[Input data]
[BEGIN]

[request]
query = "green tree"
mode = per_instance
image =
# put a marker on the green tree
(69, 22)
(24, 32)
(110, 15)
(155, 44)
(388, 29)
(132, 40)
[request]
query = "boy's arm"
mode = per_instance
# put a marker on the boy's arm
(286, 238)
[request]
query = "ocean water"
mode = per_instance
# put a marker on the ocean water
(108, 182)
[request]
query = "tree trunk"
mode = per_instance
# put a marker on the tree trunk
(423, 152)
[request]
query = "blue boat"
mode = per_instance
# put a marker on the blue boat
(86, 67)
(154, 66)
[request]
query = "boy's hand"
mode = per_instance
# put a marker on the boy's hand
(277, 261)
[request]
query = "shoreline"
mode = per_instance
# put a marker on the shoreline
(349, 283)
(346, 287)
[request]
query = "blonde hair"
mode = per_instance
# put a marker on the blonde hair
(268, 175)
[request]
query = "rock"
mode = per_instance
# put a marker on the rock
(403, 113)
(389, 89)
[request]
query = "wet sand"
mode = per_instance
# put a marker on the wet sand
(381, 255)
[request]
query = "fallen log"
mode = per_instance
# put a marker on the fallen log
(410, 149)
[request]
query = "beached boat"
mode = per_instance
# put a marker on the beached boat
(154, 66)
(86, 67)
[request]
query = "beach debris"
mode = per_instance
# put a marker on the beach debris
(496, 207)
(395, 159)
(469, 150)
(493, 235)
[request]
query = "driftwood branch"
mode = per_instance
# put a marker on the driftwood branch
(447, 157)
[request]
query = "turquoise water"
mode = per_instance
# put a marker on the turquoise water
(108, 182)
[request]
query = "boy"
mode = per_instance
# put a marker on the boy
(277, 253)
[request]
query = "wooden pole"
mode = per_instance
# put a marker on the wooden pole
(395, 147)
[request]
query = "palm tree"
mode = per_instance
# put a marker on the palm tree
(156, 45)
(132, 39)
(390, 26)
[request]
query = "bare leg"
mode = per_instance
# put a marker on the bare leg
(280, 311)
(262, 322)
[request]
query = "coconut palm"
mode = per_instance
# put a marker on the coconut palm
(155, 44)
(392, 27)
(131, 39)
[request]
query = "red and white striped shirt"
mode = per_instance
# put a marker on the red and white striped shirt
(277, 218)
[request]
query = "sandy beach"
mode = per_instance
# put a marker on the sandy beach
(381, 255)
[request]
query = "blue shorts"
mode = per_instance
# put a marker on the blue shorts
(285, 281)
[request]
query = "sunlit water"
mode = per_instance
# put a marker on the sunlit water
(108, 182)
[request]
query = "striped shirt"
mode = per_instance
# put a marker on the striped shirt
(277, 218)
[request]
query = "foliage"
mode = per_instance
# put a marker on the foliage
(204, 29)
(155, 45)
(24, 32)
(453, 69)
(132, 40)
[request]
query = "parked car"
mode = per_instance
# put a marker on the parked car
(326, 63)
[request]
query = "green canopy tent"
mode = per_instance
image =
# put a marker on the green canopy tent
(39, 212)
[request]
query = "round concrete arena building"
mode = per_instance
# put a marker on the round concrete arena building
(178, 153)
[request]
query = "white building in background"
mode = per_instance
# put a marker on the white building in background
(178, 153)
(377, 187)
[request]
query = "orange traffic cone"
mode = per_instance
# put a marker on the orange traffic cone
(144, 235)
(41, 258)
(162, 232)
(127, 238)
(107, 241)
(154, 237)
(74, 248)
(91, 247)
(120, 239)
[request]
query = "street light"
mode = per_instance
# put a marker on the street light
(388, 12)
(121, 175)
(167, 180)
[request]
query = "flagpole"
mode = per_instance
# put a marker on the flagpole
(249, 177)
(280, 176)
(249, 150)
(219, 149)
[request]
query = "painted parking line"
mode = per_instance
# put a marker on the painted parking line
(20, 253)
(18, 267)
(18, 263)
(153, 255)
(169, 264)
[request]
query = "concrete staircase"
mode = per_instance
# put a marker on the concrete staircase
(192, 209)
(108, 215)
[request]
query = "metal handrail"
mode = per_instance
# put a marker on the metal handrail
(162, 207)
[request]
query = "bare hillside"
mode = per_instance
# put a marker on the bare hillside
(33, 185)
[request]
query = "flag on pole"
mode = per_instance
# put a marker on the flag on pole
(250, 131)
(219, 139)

[END]

[Objective]
State how many lines in the material above contain the string "handrail", and reply with the number alone.

[Exercise answer]
2